►
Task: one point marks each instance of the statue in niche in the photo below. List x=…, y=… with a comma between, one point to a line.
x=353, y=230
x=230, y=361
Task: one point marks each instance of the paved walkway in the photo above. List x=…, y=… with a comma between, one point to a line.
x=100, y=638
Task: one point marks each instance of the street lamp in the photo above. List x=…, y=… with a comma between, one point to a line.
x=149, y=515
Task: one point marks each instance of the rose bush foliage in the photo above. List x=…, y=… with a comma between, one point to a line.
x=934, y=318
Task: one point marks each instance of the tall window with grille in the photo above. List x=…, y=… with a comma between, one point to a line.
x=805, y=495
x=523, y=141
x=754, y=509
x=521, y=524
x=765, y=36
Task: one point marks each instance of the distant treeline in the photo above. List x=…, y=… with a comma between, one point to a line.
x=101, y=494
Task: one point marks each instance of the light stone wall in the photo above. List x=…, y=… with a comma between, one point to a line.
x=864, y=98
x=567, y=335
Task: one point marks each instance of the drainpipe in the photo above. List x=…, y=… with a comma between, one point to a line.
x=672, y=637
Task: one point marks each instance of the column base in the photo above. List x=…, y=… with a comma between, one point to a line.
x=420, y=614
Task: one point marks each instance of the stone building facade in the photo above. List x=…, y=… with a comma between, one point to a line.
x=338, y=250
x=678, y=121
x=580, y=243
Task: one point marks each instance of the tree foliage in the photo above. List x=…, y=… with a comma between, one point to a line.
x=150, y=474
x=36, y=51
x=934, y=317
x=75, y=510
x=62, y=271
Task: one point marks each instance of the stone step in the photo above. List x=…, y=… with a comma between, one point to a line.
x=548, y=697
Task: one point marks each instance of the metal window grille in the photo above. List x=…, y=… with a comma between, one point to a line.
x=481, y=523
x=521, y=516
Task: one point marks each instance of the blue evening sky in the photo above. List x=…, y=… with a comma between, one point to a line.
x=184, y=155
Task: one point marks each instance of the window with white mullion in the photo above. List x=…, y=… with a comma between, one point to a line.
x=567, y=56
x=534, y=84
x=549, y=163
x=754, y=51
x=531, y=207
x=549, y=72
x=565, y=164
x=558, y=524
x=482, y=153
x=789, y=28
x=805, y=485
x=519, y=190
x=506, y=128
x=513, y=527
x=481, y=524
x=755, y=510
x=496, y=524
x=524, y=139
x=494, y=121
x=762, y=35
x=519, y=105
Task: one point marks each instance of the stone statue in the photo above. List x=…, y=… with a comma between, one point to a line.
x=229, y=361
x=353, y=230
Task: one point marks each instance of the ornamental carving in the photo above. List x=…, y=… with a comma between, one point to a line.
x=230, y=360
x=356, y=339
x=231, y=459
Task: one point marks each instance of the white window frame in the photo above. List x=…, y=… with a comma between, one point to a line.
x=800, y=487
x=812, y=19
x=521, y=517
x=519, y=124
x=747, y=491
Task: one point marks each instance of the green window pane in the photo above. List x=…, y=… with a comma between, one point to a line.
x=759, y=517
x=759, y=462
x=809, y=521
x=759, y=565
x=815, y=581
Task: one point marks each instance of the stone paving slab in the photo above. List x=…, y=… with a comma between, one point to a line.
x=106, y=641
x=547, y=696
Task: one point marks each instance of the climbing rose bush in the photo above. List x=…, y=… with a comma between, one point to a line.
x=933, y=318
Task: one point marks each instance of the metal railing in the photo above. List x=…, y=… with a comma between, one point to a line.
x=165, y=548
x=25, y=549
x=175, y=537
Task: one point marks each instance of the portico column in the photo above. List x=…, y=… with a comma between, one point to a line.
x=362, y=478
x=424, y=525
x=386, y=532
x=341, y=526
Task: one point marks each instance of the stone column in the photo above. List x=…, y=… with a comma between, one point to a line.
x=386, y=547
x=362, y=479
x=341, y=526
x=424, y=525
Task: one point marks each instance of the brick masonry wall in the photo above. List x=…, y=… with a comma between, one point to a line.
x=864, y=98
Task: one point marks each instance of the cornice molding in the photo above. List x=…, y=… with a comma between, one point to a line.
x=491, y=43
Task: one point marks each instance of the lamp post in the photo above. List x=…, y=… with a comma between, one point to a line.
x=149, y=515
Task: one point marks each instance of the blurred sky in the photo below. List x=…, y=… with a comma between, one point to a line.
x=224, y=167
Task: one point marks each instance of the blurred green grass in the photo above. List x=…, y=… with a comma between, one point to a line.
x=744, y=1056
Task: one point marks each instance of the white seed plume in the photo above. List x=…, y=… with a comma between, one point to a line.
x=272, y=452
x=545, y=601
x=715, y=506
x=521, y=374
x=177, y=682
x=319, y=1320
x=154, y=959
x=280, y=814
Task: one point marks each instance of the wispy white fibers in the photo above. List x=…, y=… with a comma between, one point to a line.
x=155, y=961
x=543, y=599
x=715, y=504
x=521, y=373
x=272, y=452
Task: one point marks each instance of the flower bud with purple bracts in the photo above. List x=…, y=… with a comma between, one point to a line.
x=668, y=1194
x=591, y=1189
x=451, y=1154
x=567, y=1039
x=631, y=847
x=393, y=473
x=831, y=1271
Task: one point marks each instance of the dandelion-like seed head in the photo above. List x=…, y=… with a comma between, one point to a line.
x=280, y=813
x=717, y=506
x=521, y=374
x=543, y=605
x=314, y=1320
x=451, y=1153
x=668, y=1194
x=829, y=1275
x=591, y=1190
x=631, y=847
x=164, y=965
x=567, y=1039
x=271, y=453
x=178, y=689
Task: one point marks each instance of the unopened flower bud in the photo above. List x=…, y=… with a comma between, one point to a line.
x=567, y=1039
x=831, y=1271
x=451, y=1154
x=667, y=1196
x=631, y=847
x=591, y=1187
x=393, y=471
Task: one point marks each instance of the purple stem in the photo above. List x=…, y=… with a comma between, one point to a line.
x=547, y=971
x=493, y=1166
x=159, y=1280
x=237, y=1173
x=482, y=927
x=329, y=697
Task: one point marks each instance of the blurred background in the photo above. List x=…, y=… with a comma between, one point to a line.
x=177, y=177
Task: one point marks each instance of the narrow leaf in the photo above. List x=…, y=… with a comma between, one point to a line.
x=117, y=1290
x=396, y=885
◄
Pasa cada línea de los registros de arriba a una lista JSON de cadenas, una cadena por línea y sin las líneas en blanco.

SOLUCIÓN DESARROLLADA:
[
  "Task: one point marks each instance of the statue in niche in the photo below. List x=…, y=… with a comma between, one point to a line.",
  "x=353, y=230",
  "x=230, y=361",
  "Task: one point marks each instance of the paved walkway in the photo above. List x=…, y=… with a comma between, one point to a line.",
  "x=100, y=638",
  "Task: one point marks each instance of the street lamp in the photo above. List x=…, y=… with a comma between, one point to a line.",
  "x=149, y=515",
  "Task: one point marks each instance of the rose bush foliage in the photo above. List x=…, y=… with a comma between, one point to a line.",
  "x=934, y=318",
  "Task: one point marks each instance of the tall window with grille in the photo above. List x=…, y=… with a comma between, one point to a line.",
  "x=805, y=495",
  "x=523, y=141",
  "x=754, y=509",
  "x=521, y=524",
  "x=765, y=36",
  "Task: one point marks each instance of the distant treeline in the photo above. List x=…, y=… with a comma between, one point to a line.",
  "x=101, y=494",
  "Task: one point marks each instance of the light stone wall in the photo above. List x=…, y=… with a comma between, one point to a line.",
  "x=864, y=98",
  "x=567, y=335",
  "Task: one point marks each instance of the drainpipe in the photo above. List x=…, y=… with a comma between, one point to a line.",
  "x=672, y=637",
  "Task: one point marks each instance of the column base in the photo above. List x=…, y=… with a comma between, one point to a line.",
  "x=420, y=614",
  "Task: one point marks each instance of the stone building facade in the photo above. List x=…, y=… with a comma between, one point to a line.",
  "x=338, y=250",
  "x=678, y=121",
  "x=580, y=243",
  "Task: one point marks each instance of the tree foliage in the photo above. List x=…, y=… with a comma between, one point to a line.",
  "x=150, y=474",
  "x=36, y=51",
  "x=934, y=317",
  "x=75, y=510",
  "x=62, y=271",
  "Task: one point marks each instance of the stone step in the photo above. List x=…, y=… with a comma between, one point to a line.",
  "x=548, y=697",
  "Task: one point marks each instance of the metal window grille in the photo above. List x=…, y=… with a comma between, one point to a line.",
  "x=481, y=523",
  "x=521, y=516",
  "Task: one point marks each instance of the blue evening sky in the photo above. List x=…, y=… with a comma between, one point to a line.",
  "x=184, y=155",
  "Task: one point marks each instance of the window with white mullion in the photo above. List x=…, y=… with a comma between, one point to a line.",
  "x=567, y=56",
  "x=534, y=84",
  "x=549, y=163",
  "x=754, y=51",
  "x=531, y=207",
  "x=549, y=72",
  "x=565, y=164",
  "x=558, y=524",
  "x=482, y=153",
  "x=789, y=28",
  "x=805, y=485",
  "x=519, y=190",
  "x=506, y=128",
  "x=513, y=527",
  "x=481, y=524",
  "x=755, y=510",
  "x=496, y=524",
  "x=524, y=139",
  "x=494, y=121",
  "x=762, y=35",
  "x=519, y=105",
  "Task: one point marks each instance of the stone statue in the photo above. List x=…, y=… with a comma between, one point to a line.",
  "x=229, y=361",
  "x=353, y=230",
  "Task: one point marks each instance of the ornamental carving in the photo above. List x=…, y=… with a comma between, one point to a line.",
  "x=230, y=360",
  "x=356, y=339",
  "x=231, y=459",
  "Task: one point marks each instance of the white window frame in the photo above. List x=…, y=… with a comma between, one point to a line.",
  "x=800, y=487",
  "x=812, y=19",
  "x=521, y=517",
  "x=519, y=124",
  "x=747, y=491",
  "Task: one point marks each instance of the green window pane in the photo above. List x=…, y=… with a comma between, one point to a line.",
  "x=759, y=517",
  "x=759, y=462",
  "x=809, y=521",
  "x=759, y=565",
  "x=815, y=581",
  "Task: one point marks each instance of the stone paving slab in the photo above. List x=…, y=… with a comma between, one point to a line.",
  "x=106, y=641",
  "x=547, y=696",
  "Task: one point marks each instance of the climbing rose bush in the photo above. List x=…, y=… with a comma between, one point to a line.",
  "x=933, y=318",
  "Task: one point marks each instance of the metal railing in the photo above. List x=…, y=… with a comma between, one point to a line.",
  "x=165, y=548",
  "x=25, y=549",
  "x=175, y=537",
  "Task: one point marks each instance of the portico column in the photo above. List x=…, y=… with a comma between, one point to a line.",
  "x=362, y=478",
  "x=424, y=525",
  "x=386, y=532",
  "x=341, y=526",
  "Task: one point marks each instance of the stone column in the photo above. List x=…, y=… with a comma between, one point to a line.",
  "x=386, y=547",
  "x=362, y=479",
  "x=341, y=526",
  "x=424, y=525",
  "Task: one point marks each instance of the brick masonry wall in the photo above. List x=…, y=… with a comma between, one point to a line.",
  "x=864, y=98",
  "Task: one point marks each instance of the cornice molding in the photo above. List x=…, y=… with a comma between, one point to a line.",
  "x=491, y=43",
  "Task: one point marks each instance of the lamp post in the photo above. List x=…, y=… with a comma between, one point to a line.",
  "x=149, y=515",
  "Task: one point marks each instance of the blurred sky in the photo below. List x=…, y=… with a comma between, one point to a line.",
  "x=224, y=167",
  "Task: one point marks each instance of the blurred green grass in the photo above. List x=…, y=… with a comma between, one point to a line.",
  "x=744, y=1056",
  "Task: one point marks each instance of the white seed plume in the photo above. List x=…, y=… with a comma between, one point to a line.",
  "x=272, y=452",
  "x=545, y=601",
  "x=715, y=506",
  "x=521, y=374",
  "x=177, y=682",
  "x=319, y=1320",
  "x=154, y=959",
  "x=280, y=814",
  "Task: one point marks each instance of the wispy white fibers in the photo above. List x=…, y=… with a comma between, one point to a line.",
  "x=155, y=961",
  "x=543, y=599",
  "x=715, y=504",
  "x=521, y=373",
  "x=272, y=452",
  "Task: one point marks each instance of the flower bud with purple bracts in the photo above. List x=…, y=… with a comma between, one point to a line.",
  "x=668, y=1194",
  "x=591, y=1189",
  "x=451, y=1154",
  "x=567, y=1039",
  "x=631, y=847",
  "x=393, y=473",
  "x=831, y=1271",
  "Task: one point marks each instance of the dandelion-like seed head in the photo above. List x=…, y=… with a comma between, one point to a line.",
  "x=280, y=813",
  "x=717, y=506",
  "x=521, y=374",
  "x=543, y=605",
  "x=314, y=1320",
  "x=451, y=1153",
  "x=668, y=1194",
  "x=829, y=1275",
  "x=591, y=1190",
  "x=631, y=847",
  "x=164, y=965",
  "x=567, y=1039",
  "x=271, y=453",
  "x=178, y=689",
  "Task: one point marks each instance of the unopened flower bud in the photo above. List x=…, y=… with a comma between, one point to a line.",
  "x=567, y=1039",
  "x=831, y=1271",
  "x=451, y=1154",
  "x=667, y=1196",
  "x=631, y=847",
  "x=591, y=1187",
  "x=393, y=471",
  "Task: one point marks each instance of the purple stem in the photo above. List x=…, y=… with a comma between, one point to a line.",
  "x=547, y=971",
  "x=493, y=1166",
  "x=159, y=1280",
  "x=237, y=1173",
  "x=482, y=927",
  "x=329, y=697",
  "Task: one point marks each instance of the blurred background in the photo above. List x=…, y=… with a comma between, one point to a line.",
  "x=177, y=177",
  "Task: one point marks each instance of the narrow leaf in the photo above. List x=…, y=… with a comma between, one point to a line.",
  "x=117, y=1290",
  "x=396, y=885"
]